Görev Tanımı — Arda hakkındaki yazıya göre Arda maçların hangi bölümünde neredeyse tamamen duruyor? Lütfen tek cümleyle yanıtlayın.

Gösterilen Metin —
Arda’nın, “Oynama yasağı” biter bitmez İniesta’yı keserek oynamaya başlaması; elbette büyük bir olay... İyi başladı diyebiliriz ama, çok iyi değil!
Bizim medya kanalıyla İspanya basınından Türkiye’ye yansıtılanlar, Arda sanki manşetlerden inmiyormuş gibi bir havada sunuluyor ama; işin içinde epey bir abartı olduğunu söylemeliyiz. Bize sunulmak istendiği kadar ön planda değil. Ama bu da fazla önem taşımıyor. Çünkü yakında, daha da ön plana çıkmayı başaracaktır. Ondan kuşku duymuyoruz.
Fakat Arda, maçın ikinci yarılarında, neredeyse tamamen duruyor. Kondüsyonu, 90 dakikayı çıkarmaya henüz uygun değil. Bu eksikliğini bir an evvel gidermeli... Çünkü; onun yüzünden İniesta gibi biri kenarda bekletilirken, hocası Luis Enrique, Arda için daha fazla hoşgörülü olamaz. Çok çalışması gerek.

Veri Alıntıları —
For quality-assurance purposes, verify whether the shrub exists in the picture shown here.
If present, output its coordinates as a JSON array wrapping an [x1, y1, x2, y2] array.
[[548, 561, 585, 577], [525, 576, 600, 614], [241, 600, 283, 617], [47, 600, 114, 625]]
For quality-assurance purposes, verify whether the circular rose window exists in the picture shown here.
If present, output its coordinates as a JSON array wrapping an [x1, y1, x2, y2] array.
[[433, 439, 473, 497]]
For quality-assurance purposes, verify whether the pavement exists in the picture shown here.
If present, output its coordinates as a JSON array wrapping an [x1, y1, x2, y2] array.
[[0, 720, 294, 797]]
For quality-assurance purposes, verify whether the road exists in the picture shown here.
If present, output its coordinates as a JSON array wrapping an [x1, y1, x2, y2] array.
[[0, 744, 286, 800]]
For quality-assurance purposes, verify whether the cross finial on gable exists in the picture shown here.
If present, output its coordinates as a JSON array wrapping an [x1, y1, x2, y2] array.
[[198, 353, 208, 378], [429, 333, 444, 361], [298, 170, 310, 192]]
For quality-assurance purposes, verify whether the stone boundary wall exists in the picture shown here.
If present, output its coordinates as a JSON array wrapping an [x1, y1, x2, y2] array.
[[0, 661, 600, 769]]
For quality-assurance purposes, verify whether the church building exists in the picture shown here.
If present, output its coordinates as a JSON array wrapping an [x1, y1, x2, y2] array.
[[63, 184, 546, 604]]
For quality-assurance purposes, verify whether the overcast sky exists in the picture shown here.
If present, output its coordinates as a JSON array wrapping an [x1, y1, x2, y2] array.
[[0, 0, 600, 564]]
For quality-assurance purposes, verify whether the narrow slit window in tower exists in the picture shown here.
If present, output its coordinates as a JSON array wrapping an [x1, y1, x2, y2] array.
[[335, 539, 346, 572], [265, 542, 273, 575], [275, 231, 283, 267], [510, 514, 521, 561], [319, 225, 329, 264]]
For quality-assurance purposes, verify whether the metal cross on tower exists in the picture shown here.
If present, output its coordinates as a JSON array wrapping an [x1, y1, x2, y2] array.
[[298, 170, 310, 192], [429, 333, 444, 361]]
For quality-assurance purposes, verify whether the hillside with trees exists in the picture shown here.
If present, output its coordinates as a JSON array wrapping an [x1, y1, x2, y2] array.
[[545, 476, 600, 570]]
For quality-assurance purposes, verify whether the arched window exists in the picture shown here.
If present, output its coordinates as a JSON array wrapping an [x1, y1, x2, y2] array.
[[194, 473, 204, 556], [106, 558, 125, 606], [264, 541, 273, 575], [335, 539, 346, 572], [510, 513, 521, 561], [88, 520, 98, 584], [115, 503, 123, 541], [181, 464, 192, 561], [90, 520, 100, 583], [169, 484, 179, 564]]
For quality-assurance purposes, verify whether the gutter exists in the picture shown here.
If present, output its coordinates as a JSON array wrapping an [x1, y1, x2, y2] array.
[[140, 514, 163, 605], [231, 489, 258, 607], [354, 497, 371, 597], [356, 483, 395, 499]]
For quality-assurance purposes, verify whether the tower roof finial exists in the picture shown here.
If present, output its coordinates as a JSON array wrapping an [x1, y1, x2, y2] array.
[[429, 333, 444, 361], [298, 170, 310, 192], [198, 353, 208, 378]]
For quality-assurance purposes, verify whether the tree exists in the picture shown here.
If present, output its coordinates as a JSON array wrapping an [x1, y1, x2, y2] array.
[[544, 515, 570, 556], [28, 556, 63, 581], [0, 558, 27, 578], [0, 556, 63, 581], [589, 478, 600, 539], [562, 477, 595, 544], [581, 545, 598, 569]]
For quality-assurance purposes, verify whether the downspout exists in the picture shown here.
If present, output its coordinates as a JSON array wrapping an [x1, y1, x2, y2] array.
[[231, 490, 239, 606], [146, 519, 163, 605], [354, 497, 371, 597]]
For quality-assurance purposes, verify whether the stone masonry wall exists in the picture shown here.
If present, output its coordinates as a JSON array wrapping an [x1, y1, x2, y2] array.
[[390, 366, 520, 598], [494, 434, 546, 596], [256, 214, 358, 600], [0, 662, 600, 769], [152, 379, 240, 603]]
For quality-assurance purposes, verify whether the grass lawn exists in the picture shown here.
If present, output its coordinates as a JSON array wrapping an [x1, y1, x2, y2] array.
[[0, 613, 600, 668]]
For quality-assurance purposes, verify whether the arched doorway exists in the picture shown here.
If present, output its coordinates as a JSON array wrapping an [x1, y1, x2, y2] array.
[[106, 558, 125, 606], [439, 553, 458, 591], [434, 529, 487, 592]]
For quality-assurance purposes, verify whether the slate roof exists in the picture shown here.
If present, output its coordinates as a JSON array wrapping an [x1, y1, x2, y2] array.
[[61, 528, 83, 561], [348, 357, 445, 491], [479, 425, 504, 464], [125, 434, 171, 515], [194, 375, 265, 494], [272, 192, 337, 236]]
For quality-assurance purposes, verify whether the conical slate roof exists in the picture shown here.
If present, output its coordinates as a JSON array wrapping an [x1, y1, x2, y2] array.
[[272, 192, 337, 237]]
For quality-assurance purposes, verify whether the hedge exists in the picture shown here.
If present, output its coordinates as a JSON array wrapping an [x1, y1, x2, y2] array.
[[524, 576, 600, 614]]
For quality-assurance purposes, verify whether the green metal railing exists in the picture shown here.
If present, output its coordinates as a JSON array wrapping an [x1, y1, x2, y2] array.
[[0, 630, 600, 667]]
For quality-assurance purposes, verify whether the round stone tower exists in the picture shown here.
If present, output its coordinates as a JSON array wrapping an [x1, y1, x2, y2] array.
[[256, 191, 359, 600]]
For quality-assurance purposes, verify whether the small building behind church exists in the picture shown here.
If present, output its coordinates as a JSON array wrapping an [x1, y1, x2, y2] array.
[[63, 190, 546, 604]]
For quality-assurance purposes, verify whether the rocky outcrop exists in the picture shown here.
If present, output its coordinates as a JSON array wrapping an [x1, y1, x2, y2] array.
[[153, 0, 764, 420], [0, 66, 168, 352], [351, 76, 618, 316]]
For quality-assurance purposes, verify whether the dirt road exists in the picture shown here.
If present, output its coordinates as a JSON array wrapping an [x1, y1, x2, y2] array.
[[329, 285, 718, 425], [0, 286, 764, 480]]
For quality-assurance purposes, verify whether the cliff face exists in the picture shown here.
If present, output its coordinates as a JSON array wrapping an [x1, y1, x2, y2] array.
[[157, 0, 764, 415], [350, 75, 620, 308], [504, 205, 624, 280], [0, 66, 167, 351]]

Görev Çıktısı — Arda, maçların ikinci yarılarında neredeyse tamamen duruyor.